▶ **Directions for this task**
Rewrite all of the items below, replacing every occurrence of "rough mask" with "coarse mask" and leaving everything else unchanged. Omit the pictures from your answer.

▶ **Dataset extract**
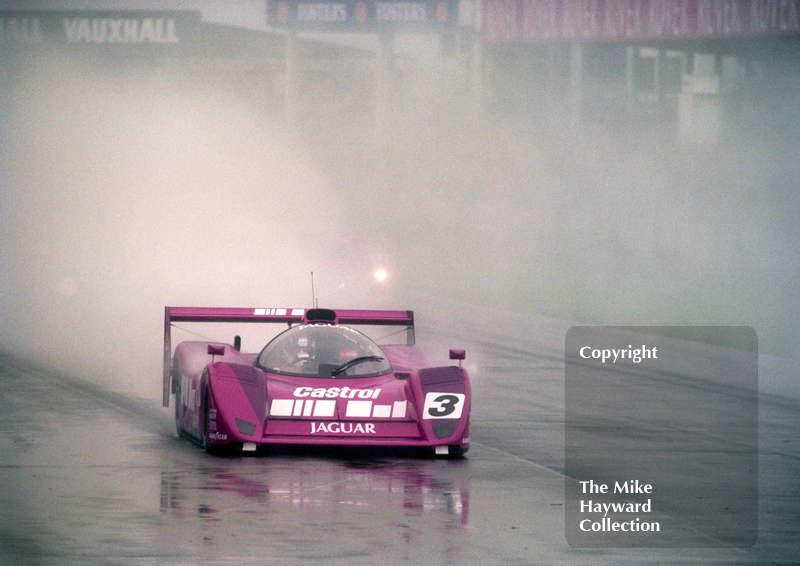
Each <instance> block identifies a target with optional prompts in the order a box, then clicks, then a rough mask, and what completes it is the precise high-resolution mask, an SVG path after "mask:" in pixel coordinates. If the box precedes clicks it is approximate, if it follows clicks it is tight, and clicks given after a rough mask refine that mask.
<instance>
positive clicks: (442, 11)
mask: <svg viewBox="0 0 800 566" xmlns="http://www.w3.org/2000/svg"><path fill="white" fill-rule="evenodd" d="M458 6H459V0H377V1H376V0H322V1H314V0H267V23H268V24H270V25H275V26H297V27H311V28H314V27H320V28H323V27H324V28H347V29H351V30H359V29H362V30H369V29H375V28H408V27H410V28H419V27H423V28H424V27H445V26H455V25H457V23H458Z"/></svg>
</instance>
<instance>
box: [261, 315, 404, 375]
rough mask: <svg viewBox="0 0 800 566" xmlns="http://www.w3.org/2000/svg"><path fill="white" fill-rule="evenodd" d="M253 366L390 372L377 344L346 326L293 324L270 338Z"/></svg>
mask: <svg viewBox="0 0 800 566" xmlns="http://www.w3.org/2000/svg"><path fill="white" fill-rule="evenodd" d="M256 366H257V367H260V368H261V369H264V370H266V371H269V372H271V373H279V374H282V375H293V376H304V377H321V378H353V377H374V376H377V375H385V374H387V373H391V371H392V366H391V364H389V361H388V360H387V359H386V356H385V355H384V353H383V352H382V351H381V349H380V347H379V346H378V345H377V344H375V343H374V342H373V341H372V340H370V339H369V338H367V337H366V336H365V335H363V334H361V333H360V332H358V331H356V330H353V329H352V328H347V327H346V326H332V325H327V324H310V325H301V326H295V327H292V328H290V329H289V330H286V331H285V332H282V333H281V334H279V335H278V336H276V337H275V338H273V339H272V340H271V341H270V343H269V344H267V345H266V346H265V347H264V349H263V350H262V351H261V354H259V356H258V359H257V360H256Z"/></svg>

▶ **Result for this exercise**
Each <instance> block identifies a target with optional prompts in the order a box, then clicks, then a coarse mask, and what completes it is the precise high-resolution mask, an SVG path after "mask:" in pixel coordinates. If the box precedes clicks it is approximate, if it follows clicks it is tight, and clicks given after a coarse mask refine that mask.
<instance>
positive clicks: (442, 11)
mask: <svg viewBox="0 0 800 566" xmlns="http://www.w3.org/2000/svg"><path fill="white" fill-rule="evenodd" d="M458 6H459V0H377V1H376V0H322V1H314V0H267V23H268V24H270V25H275V26H297V27H311V28H314V27H320V28H323V27H324V28H347V29H351V30H359V29H362V30H369V29H375V28H408V27H410V28H419V27H423V28H424V27H445V26H455V25H457V23H458Z"/></svg>
</instance>
<instance>
box: [261, 315, 404, 375]
coarse mask: <svg viewBox="0 0 800 566" xmlns="http://www.w3.org/2000/svg"><path fill="white" fill-rule="evenodd" d="M253 366L390 372L377 344L346 326L293 324L270 338Z"/></svg>
mask: <svg viewBox="0 0 800 566" xmlns="http://www.w3.org/2000/svg"><path fill="white" fill-rule="evenodd" d="M256 366H257V367H260V368H261V369H264V370H266V371H269V372H271V373H279V374H282V375H293V376H304V377H321V378H353V377H374V376H377V375H385V374H387V373H391V371H392V366H391V364H389V361H388V360H387V359H386V356H385V355H384V353H383V352H382V351H381V349H380V347H379V346H378V345H377V344H375V343H374V342H373V341H372V340H370V339H369V338H367V337H366V336H365V335H363V334H361V333H360V332H358V331H356V330H353V329H352V328H347V327H346V326H332V325H327V324H310V325H301V326H295V327H292V328H290V329H289V330H286V331H285V332H282V333H281V334H279V335H278V336H276V337H275V338H273V339H272V340H271V341H270V343H269V344H267V345H266V346H265V347H264V349H263V350H262V351H261V354H259V356H258V359H257V360H256Z"/></svg>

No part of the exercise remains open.